Records excerpted from a collection:
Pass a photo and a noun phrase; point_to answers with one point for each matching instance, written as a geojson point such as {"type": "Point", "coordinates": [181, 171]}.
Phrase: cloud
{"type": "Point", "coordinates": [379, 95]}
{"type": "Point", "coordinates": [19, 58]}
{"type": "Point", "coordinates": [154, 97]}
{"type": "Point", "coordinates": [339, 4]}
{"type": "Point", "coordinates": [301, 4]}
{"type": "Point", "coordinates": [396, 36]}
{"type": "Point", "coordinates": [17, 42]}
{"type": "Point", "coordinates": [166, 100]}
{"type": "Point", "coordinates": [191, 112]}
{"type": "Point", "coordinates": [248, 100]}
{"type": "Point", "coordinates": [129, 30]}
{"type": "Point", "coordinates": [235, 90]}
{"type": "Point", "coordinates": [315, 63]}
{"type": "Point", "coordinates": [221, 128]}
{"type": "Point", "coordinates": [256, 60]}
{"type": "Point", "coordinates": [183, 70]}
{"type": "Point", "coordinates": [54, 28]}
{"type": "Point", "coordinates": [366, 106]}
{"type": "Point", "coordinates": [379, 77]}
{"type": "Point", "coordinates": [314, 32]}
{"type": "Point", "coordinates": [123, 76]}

- INSTRUCTIONS TO FOLLOW: Transcribe the entries above so that nothing in them differs from the original.

- EXERCISE RESULT:
Pass a photo and a noun phrase; point_to answers with one point for each matching instance, written as a geojson point such as {"type": "Point", "coordinates": [181, 171]}.
Phrase: cloud
{"type": "Point", "coordinates": [379, 95]}
{"type": "Point", "coordinates": [19, 58]}
{"type": "Point", "coordinates": [154, 97]}
{"type": "Point", "coordinates": [339, 4]}
{"type": "Point", "coordinates": [301, 4]}
{"type": "Point", "coordinates": [396, 36]}
{"type": "Point", "coordinates": [17, 42]}
{"type": "Point", "coordinates": [166, 100]}
{"type": "Point", "coordinates": [191, 112]}
{"type": "Point", "coordinates": [248, 100]}
{"type": "Point", "coordinates": [129, 30]}
{"type": "Point", "coordinates": [235, 90]}
{"type": "Point", "coordinates": [315, 63]}
{"type": "Point", "coordinates": [221, 128]}
{"type": "Point", "coordinates": [256, 60]}
{"type": "Point", "coordinates": [183, 70]}
{"type": "Point", "coordinates": [54, 28]}
{"type": "Point", "coordinates": [366, 106]}
{"type": "Point", "coordinates": [379, 77]}
{"type": "Point", "coordinates": [314, 32]}
{"type": "Point", "coordinates": [123, 76]}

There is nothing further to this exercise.